The appellees by this proceeding are seeking a foreclosure of the mortgages mentioned, and made the appellant Irons a party for the purpose of barring him from any claim or right in and to said property. The answer discloses his rights and interest in the property, to which a replication was filed by the appellees and.the rights and interest of appellant Irons was disputed.
It is contended by counsel for appellant that his rights in and to this property are protected in equity and by section 224 of the Eevenue Act (J. & A. 9443), and that the appellees could not proceed to set aside his interest without paying or refunding to appellant all taxes and costs made by him, which was not done or attempted to be done. The appellees insist that they had asked no relief as to the appellant Irons and were not seeking to set aside his tax deed and were not bound to refund the taxes advanced by him; and it is insisted that the statute invoked can have no application to the facts as the suit was a proceeding to foreclose a trust deed and in no manner sought to set aside the tax deed, and cites in support of this contention the case of City of Chicago v. Pick, 251 Ill. 594.

[WHAT YOU HAVE TO DO] Copy out the entire passage on the mortgage foreclosure and the appellant Irons's tax deed, keeping every word and mark as it stands.

Coordinate annotation entries
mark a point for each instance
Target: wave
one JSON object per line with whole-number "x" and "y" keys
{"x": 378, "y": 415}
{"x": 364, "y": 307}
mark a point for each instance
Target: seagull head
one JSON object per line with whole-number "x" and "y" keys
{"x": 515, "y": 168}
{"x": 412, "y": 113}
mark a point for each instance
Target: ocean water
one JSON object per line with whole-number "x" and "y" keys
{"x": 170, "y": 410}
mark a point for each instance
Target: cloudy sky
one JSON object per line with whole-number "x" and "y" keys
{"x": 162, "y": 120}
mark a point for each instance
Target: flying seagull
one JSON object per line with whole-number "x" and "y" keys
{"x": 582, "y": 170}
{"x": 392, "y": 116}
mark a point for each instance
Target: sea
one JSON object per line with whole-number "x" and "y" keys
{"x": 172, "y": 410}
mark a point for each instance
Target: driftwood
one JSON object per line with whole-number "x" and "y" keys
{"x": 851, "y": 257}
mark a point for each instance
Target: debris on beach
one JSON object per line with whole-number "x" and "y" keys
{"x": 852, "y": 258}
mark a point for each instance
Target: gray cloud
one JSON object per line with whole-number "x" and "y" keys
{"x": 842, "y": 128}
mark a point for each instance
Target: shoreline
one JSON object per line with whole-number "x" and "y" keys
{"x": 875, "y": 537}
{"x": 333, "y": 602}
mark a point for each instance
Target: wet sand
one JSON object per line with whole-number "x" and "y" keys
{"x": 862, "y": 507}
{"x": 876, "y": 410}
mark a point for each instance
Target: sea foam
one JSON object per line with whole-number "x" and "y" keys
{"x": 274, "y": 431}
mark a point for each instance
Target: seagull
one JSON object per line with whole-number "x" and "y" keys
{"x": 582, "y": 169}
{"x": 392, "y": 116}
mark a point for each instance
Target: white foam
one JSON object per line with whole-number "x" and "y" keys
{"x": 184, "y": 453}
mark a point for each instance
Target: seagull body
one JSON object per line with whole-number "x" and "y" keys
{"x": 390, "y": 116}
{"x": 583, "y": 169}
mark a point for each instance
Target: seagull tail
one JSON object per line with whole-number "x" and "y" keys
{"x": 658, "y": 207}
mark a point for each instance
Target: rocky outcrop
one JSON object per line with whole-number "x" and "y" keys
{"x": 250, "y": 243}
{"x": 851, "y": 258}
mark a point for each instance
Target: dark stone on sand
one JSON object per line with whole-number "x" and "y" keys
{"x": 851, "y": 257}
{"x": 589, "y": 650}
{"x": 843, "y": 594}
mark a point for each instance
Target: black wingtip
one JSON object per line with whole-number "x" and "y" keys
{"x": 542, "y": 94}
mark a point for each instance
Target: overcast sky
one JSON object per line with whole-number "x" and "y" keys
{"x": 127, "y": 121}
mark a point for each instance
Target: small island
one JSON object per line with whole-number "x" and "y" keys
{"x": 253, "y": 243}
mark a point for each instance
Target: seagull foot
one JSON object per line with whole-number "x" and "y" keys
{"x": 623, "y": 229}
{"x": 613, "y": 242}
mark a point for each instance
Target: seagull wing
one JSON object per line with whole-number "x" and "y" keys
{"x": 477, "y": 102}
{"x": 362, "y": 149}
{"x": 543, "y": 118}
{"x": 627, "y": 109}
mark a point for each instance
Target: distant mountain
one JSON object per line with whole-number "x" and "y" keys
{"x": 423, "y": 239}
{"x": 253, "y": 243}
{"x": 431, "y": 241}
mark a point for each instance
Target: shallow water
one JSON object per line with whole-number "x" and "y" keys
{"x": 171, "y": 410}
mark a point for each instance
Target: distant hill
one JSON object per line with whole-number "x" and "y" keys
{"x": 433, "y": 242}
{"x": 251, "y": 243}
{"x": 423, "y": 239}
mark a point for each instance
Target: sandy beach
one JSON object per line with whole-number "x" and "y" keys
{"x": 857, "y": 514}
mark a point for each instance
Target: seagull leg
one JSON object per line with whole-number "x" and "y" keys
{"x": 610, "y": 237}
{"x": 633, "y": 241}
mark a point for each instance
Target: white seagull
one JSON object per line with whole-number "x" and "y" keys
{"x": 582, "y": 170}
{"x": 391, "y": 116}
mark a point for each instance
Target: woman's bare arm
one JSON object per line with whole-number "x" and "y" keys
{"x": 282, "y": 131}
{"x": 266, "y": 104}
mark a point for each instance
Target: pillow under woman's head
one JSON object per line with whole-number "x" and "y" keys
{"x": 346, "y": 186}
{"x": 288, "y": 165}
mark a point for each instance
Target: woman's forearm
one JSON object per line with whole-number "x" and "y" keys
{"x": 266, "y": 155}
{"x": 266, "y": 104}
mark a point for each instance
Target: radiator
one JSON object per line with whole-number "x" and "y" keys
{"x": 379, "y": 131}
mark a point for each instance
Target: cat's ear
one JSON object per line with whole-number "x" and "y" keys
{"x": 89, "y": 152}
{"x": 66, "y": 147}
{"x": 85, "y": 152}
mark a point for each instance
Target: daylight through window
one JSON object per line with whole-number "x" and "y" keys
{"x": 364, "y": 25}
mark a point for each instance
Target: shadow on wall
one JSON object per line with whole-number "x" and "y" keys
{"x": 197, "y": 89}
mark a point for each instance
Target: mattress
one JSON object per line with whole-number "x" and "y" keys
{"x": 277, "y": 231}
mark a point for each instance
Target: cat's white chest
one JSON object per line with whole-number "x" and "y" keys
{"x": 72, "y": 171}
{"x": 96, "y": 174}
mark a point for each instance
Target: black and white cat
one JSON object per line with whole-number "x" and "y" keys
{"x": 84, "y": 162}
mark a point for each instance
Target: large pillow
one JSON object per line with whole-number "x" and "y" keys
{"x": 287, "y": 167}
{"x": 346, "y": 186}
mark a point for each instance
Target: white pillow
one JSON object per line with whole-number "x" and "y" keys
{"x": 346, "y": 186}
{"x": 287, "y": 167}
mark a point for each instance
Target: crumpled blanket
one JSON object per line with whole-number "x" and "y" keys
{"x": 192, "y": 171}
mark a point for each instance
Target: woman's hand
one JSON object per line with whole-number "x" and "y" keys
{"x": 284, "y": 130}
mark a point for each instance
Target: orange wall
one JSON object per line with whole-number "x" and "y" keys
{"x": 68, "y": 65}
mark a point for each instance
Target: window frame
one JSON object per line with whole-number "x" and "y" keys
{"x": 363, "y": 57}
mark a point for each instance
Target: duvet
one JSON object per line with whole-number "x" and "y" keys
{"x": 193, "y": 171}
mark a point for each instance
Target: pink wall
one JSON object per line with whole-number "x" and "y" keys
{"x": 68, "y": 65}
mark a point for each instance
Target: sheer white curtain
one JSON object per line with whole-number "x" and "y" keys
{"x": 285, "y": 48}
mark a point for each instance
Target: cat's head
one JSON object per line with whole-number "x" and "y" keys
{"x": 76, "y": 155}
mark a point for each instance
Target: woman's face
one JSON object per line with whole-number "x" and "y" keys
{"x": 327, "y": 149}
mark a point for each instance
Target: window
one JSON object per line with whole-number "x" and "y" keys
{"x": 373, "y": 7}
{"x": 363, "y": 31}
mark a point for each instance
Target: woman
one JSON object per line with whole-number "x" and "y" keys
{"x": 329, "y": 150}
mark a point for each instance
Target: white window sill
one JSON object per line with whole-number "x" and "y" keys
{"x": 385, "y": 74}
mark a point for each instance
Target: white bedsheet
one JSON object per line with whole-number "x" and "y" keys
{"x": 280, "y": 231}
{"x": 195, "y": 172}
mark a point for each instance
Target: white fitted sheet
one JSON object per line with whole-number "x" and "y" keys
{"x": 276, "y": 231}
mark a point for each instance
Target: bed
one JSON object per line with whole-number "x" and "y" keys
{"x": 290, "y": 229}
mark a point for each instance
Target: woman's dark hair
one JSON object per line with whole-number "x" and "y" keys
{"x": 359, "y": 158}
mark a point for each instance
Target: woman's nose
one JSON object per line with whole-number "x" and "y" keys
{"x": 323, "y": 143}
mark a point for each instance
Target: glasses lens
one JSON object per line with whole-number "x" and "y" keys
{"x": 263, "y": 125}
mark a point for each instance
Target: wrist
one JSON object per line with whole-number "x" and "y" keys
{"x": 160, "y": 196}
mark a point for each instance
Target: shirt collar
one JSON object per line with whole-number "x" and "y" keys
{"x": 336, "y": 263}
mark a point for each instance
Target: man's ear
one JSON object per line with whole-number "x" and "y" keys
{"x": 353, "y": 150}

[RESULT OF THIS TASK]
The appellees by this proceeding are seeking a foreclosure of the mortgages mentioned, and made the appellant Irons a party for the purpose of barring him from any claim or right in and to said property. The answer discloses his rights and interest in the property, to which a replication was filed by the appellees and.the rights and interest of appellant Irons was disputed.
It is contended by counsel for appellant that his rights in and to this property are protected in equity and by section 224 of the Eevenue Act (J. & A. 9443), and that the appellees could not proceed to set aside his interest without paying or refunding to appellant all taxes and costs made by him, which was not done or attempted to be done. The appellees insist that they had asked no relief as to the appellant Irons and were not seeking to set aside his tax deed and were not bound to refund the taxes advanced by him; and it is insisted that the statute invoked can have no application to the facts as the suit was a proceeding to foreclose a trust deed and in no manner sought to set aside the tax deed, and cites in support of this contention the case of City of Chicago v. Pick, 251 Ill. 594.